## Task to complete
Render the part of the material that opens with the line containing "Game engine object recognition — detect red" and closes with the line containing "433, 140, 619, 308" as a Markdown table with two columns, Row and Line. Number each line in order and skip any blank lines.

** BEGIN Provided information **

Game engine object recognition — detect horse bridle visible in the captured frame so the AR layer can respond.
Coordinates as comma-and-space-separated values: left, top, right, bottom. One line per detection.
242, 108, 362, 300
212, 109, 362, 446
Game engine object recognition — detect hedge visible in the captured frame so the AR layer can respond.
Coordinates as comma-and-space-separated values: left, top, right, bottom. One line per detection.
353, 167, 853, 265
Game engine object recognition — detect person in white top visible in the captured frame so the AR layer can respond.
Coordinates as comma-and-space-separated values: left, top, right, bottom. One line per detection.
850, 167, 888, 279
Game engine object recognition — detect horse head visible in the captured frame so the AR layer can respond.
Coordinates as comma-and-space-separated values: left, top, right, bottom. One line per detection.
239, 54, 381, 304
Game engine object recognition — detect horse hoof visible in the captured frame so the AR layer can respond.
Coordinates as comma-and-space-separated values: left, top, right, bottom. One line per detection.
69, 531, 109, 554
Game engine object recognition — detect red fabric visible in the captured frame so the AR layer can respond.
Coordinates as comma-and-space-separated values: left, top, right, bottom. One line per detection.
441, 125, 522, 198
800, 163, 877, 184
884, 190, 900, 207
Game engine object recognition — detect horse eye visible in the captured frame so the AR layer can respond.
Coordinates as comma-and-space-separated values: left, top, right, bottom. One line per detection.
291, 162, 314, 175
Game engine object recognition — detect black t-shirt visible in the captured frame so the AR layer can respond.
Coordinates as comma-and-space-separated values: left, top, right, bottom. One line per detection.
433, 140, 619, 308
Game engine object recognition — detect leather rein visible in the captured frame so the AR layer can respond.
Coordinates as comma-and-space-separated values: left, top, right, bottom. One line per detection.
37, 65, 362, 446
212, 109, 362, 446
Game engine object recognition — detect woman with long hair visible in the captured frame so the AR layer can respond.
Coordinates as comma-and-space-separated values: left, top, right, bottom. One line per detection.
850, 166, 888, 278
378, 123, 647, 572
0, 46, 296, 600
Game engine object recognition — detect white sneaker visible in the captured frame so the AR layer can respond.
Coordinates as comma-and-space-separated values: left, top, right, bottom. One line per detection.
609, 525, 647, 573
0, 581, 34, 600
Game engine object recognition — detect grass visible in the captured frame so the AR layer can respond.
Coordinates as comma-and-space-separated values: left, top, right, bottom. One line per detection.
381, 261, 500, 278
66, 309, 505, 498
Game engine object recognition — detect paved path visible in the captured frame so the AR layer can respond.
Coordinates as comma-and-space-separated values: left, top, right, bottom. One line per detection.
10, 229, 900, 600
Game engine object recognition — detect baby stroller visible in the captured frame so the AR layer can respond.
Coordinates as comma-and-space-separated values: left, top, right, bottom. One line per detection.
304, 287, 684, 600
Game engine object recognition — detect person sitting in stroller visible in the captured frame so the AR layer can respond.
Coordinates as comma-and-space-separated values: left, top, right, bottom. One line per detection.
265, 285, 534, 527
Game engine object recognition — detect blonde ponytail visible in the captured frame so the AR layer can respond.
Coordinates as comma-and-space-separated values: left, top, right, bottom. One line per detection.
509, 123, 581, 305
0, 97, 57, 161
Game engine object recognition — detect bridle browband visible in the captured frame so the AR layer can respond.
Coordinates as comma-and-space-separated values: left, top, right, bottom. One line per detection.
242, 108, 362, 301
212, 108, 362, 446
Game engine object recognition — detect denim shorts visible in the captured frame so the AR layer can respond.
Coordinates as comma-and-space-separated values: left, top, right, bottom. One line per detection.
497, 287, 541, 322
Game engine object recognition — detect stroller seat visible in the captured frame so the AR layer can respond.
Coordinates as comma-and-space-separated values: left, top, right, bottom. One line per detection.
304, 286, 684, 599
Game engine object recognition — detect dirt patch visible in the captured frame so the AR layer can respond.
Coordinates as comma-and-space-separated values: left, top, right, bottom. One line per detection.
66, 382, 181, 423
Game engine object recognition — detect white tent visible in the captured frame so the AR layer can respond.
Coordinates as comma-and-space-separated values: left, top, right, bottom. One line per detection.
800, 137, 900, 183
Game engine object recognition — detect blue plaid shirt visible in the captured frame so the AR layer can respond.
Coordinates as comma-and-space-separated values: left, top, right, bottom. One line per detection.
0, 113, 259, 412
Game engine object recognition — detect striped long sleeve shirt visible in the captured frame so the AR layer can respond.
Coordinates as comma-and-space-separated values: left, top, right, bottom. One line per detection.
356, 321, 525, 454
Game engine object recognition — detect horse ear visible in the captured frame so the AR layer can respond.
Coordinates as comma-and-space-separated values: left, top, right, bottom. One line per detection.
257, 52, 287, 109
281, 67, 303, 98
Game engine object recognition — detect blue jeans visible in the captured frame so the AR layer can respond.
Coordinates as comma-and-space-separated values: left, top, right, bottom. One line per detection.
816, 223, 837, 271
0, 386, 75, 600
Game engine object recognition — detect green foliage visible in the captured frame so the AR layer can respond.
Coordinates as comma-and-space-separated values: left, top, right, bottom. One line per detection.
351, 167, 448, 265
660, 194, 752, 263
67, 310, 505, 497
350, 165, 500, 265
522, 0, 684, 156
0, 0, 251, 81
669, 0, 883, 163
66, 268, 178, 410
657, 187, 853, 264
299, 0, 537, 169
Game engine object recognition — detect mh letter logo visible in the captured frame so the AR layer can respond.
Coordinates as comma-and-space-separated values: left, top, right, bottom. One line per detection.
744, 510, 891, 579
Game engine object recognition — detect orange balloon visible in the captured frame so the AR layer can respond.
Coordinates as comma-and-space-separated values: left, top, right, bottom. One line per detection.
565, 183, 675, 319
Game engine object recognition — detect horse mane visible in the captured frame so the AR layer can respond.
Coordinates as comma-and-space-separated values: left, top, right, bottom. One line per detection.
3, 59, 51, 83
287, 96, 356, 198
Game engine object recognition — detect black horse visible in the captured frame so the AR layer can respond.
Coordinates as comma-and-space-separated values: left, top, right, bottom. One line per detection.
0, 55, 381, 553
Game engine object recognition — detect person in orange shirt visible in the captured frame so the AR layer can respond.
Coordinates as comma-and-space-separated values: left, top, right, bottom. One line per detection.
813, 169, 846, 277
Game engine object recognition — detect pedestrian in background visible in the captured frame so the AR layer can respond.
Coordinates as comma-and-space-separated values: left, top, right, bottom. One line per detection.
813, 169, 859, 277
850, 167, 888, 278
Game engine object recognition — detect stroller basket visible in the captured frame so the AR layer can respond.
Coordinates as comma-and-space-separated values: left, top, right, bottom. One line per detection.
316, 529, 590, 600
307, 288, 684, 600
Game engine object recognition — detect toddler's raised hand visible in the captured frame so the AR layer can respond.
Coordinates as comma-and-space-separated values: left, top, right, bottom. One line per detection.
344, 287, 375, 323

** END Provided information **

## Exercise answer
| Row | Line |
|---|---|
| 1 | Game engine object recognition — detect red fabric visible in the captured frame so the AR layer can respond. |
| 2 | Coordinates as comma-and-space-separated values: left, top, right, bottom. One line per detection. |
| 3 | 441, 125, 522, 198 |
| 4 | 800, 163, 877, 184 |
| 5 | 884, 190, 900, 207 |
| 6 | Game engine object recognition — detect horse eye visible in the captured frame so the AR layer can respond. |
| 7 | Coordinates as comma-and-space-separated values: left, top, right, bottom. One line per detection. |
| 8 | 291, 162, 314, 175 |
| 9 | Game engine object recognition — detect black t-shirt visible in the captured frame so the AR layer can respond. |
| 10 | Coordinates as comma-and-space-separated values: left, top, right, bottom. One line per detection. |
| 11 | 433, 140, 619, 308 |